━━━ EXTRACT TO READ
If you’re in the mood for something slightly less boundary-pushing but nonetheless delicious, then Les Récoltants, a casual but ineffably stylish mixture of café, grocery store and restaurant, will come up with the goods. A superb-value fixed menu (at lunchtime, a stunningly cheap €23 for three courses) will produce everything from eggs mayonnaise and tuna to begin with to one of the most interesting moussakas I can remember having anywhere, all aided by friendly (and blessedly bilingual) service and top-notch cocktails. We switched from red to white wine for this one, and we weren’t disappointed, either; the organic variety we opted for, the so-called “Hirsute,” did not live up to its name (a relief) but instead had a deliciously smooth complexity that belied its pleasingly low price.
━━━━━━
━━━ DATASET EXTRACT
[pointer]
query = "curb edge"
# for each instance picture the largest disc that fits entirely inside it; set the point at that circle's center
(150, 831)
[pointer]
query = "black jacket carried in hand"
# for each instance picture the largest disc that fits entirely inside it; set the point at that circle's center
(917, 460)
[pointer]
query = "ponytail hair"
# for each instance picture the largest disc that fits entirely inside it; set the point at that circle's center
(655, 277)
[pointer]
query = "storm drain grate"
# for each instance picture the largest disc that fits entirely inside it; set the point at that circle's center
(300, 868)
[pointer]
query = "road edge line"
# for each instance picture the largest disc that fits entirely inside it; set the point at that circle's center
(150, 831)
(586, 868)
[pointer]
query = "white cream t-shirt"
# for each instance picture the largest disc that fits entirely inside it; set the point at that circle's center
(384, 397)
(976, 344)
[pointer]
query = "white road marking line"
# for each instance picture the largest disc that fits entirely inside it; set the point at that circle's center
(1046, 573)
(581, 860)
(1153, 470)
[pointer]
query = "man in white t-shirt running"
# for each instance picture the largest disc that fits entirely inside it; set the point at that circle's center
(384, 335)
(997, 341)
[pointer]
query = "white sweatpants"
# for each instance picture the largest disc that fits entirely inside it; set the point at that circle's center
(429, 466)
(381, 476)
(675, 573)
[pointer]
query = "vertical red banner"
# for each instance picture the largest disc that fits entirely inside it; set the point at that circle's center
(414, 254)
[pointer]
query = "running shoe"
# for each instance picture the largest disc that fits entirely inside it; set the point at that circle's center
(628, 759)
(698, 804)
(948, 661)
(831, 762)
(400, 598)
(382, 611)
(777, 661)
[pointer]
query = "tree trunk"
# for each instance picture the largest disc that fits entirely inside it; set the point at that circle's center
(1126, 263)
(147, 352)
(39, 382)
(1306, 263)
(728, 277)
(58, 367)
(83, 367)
━━━━━━
## PROBLEM A
Translate this sentence from the review of Les Récoltants into French: "If you’re in the mood for something slightly less boundary-pushing but nonetheless delicious, then Les Récoltants, a casual but ineffably stylish mixture of café, grocery store and restaurant, will come up with the goods."
## PROBLEM B
Extend the review of Les Récoltants with a further paragraph that picks up directly after its final sentence.

## RESPONSE BOX A
Si vous avez envie de quelque chose d’un peu moins audacieux mais néanmoins délicieux, alors Les Récoltants, un mélange décontracté mais d’une élégance indicible de café, d’épicerie et de restaurant, saura vous combler.

## RESPONSE BOX B
There are many delights other than eating and drinking to be enjoyed on a visit to Bordeaux. The city’s very strong when it comes to art — the world’s largest digital art center, the Bassins des Lumières, offers awe-inspiring spectacle in a former submarine pen, and the Beaux Arts museum is a more traditional assortment of masterpieces that include paintings by everyone from Rubens to Matisse. And if you’re in a more whimsical mood, the Museum of Illusions is gimmicky and pricey but fun for families; my daughter was particularly taken by a whirling kaleidoscopic effect that induces all the effects of being severely drunk, perhaps after one too many glasses at the Bar à Vin. I grimly played Bernard Herrmann’s score to Vertigo in my head and doggedly powered through, attempting to ignore the fact that I was several times the age of most of the children who were enjoying all the sensations of intoxication without any of the ill-effects the following day.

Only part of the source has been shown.